─── SOURCE EXCERPT

Because of course, when you are hosting your own runners, you can find lots of different ways to optimize for cost. And effectively, when you use the hosted ones by GitHub, you get a certain amount of free capacity. But then at some point, you need to start paying. And so when you host your own runners on AWS, of course, you can pick specific instances that can be cheaper. You can switch instances on and off depending on capacity. And therefore, you have more opportunities to optimize for cost. And one final reason is that sometimes you might have special requirements in terms of hardware or operative system. Maybe you need a GPU to perform certain tasks. So if you have control on the type of machines where you are running your workflows, of course, you can pick the more specialized hardware that you might need. So the next question is, if all of that sounds appealing, how do you do self-hosted runners on AWS? Well, in general, right?
Eoin: If you want to add self-hosted runners, you can do it at an organization level or for specific repositories. And if you have like a GitHub enterprise level setup, you can actually also add them at the enterprise level for all organizations. Now, to add a self-hosted runner in your GitHub setup, you need to run the runner application with which GitHub will provide. And that can run on Linux, Windows, and macOS.
And it can run on x86-64 or ARM architectures. Now, if you have existing machines, you can just follow the guided process through the repository organization runners option in your GitHub console. And there'll be a link to the documentation there in the show notes. Once you have that runner application running, GitHub will tell you how to set it up with credentials so that it could talk to GitHub.
It basically long poles GitHub for build events, all those different event types you talked about, and just starts builds as required, sending the status and log information back to GitHub, as well as like pulling and pushing cache data to GitHub. You don't actually have to keep all of those runners running all the time. So you have options there. You can have a small pool running or even no runners running all the time at all.
GitHub allows you to then scale up by using webhooks to let you know when a workflow job has been queued. In the GitHub docs, you'll see that referred to as ephemeral runners. Now, ephemeral runners have the advantage of just running one job generally at a time. So you have build isolation and increased security since a short-lived runner has less risk of intrusion and data leakage. So you can run the runner application on EC2, on premises, in containers, or even like on a fleet of Raspberry Pis under your bed. The limit is just your imagination. Now, a fairly common approach is to run it on Kubernetes. There is an Actions Runner Controller that helps with scaling and orchestrating runners as needed. That's quite common. If you are a Kubernetes shop and you have a team to run and support that infrastructure, this is a good option to follow. But another common approach is just simply running on EC2. So maybe we could talk, Luciano, what are some of the options there? You're thinking about running on EC2, you just have to run this application. But as we know, running a fleet of EC2 instances and scaling up and down, not necessarily trivial. What are our options?

──────
─── MATERIAL SUPPLIED

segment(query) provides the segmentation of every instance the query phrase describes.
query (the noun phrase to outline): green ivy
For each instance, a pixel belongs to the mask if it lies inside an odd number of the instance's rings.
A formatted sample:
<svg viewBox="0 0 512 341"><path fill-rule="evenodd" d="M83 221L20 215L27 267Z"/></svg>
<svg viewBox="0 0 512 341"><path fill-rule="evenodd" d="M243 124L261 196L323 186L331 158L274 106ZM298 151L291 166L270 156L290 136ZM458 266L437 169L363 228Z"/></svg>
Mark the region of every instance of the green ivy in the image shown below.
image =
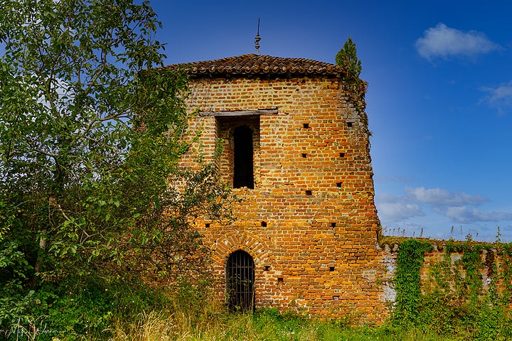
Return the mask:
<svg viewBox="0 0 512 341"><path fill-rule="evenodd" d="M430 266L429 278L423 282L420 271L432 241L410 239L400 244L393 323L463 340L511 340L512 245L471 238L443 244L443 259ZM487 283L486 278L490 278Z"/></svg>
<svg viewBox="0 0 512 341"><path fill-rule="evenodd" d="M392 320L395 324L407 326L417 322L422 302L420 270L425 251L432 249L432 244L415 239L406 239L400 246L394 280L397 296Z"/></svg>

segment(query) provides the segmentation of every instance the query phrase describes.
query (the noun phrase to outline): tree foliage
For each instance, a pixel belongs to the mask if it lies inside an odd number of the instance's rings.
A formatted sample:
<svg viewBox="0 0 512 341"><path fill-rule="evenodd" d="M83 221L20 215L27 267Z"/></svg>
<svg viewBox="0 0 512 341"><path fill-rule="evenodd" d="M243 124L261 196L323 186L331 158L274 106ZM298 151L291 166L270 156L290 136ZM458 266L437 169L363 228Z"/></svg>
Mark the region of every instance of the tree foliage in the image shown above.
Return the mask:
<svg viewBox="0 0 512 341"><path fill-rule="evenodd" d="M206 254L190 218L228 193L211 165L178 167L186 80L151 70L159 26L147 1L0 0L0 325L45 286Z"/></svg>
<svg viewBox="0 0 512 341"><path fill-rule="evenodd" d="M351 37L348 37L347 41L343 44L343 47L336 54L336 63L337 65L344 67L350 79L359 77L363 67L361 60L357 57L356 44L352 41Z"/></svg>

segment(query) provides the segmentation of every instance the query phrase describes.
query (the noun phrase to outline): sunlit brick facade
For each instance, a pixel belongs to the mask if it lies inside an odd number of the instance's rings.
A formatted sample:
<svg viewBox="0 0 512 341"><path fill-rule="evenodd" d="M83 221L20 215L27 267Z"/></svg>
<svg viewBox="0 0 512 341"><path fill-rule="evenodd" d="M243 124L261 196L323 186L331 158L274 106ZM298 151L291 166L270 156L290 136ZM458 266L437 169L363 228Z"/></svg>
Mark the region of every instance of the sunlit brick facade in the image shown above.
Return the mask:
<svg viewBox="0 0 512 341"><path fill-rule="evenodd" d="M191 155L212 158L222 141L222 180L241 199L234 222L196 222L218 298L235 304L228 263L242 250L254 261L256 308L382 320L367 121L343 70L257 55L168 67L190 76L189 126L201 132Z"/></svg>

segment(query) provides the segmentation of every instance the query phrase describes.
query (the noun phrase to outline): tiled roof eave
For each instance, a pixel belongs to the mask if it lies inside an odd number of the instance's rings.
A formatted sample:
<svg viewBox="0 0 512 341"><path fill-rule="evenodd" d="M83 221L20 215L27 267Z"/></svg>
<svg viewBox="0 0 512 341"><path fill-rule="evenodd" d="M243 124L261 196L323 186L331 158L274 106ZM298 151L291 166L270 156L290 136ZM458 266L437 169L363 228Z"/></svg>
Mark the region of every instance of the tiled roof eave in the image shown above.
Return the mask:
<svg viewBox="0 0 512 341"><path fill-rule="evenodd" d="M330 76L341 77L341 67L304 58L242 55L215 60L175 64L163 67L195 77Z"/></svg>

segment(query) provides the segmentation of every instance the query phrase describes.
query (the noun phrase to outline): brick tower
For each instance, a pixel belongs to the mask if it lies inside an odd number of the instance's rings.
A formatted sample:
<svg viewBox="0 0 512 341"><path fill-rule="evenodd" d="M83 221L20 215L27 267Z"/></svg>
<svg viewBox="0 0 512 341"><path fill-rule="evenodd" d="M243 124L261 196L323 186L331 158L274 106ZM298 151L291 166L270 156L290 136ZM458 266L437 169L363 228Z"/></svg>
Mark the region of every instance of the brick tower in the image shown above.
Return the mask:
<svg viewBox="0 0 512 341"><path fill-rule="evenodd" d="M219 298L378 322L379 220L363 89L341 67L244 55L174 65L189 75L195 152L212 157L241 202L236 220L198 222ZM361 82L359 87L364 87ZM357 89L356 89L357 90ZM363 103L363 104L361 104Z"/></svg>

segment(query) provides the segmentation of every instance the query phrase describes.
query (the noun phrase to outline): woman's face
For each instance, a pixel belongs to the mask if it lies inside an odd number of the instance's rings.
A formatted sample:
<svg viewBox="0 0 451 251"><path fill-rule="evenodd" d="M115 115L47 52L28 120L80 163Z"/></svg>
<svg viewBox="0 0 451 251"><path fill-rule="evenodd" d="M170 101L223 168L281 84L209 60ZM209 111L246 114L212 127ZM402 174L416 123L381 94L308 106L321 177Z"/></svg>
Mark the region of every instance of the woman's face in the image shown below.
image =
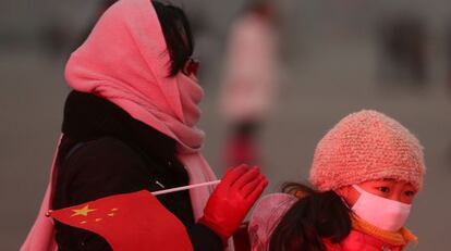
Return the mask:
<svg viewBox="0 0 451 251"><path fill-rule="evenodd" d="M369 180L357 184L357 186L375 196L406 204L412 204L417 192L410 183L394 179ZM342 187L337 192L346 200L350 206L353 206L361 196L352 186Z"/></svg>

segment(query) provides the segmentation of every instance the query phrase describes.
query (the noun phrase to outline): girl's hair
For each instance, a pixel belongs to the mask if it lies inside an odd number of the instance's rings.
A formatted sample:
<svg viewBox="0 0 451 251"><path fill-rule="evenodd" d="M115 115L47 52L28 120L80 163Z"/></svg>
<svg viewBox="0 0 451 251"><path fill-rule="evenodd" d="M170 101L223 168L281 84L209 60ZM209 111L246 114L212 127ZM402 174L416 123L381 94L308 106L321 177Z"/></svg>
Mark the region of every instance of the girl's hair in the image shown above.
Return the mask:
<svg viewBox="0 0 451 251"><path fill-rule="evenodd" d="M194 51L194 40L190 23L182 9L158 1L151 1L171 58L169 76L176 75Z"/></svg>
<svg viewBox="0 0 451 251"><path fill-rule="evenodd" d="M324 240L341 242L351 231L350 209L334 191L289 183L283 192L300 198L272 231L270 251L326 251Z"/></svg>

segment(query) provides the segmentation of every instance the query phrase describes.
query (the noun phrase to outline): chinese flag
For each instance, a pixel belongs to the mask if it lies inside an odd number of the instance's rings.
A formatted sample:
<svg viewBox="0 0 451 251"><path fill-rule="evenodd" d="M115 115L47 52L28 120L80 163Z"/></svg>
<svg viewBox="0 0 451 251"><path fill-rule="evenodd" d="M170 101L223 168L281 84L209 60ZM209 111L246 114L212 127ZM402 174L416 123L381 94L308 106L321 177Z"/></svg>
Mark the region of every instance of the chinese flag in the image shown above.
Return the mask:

──────

• WRITTEN PROBLEM: Rewrite everything from "Eoin: If you" down to "talk to GitHub." in the self-hosted runners transcript, changing "runner application" to "runner agent". The entries aren't needed for this work.

• EXERCISE OUTPUT:
Eoin: If you want to add self-hosted runners, you can do it at an organization level or for specific repositories. And if you have like a GitHub enterprise level setup, you can actually also add them at the enterprise level for all organizations. Now, to add a self-hosted runner in your GitHub setup, you need to run the runner agent with which GitHub will provide. And that can run on Linux, Windows, and macOS.
And it can run on x86-64 or ARM architectures. Now, if you have existing machines, you can just follow the guided process through the repository organization runners option in your GitHub console. And there'll be a link to the documentation there in the show notes. Once you have that runner agent running, GitHub will tell you how to set it up with credentials so that it could talk to GitHub.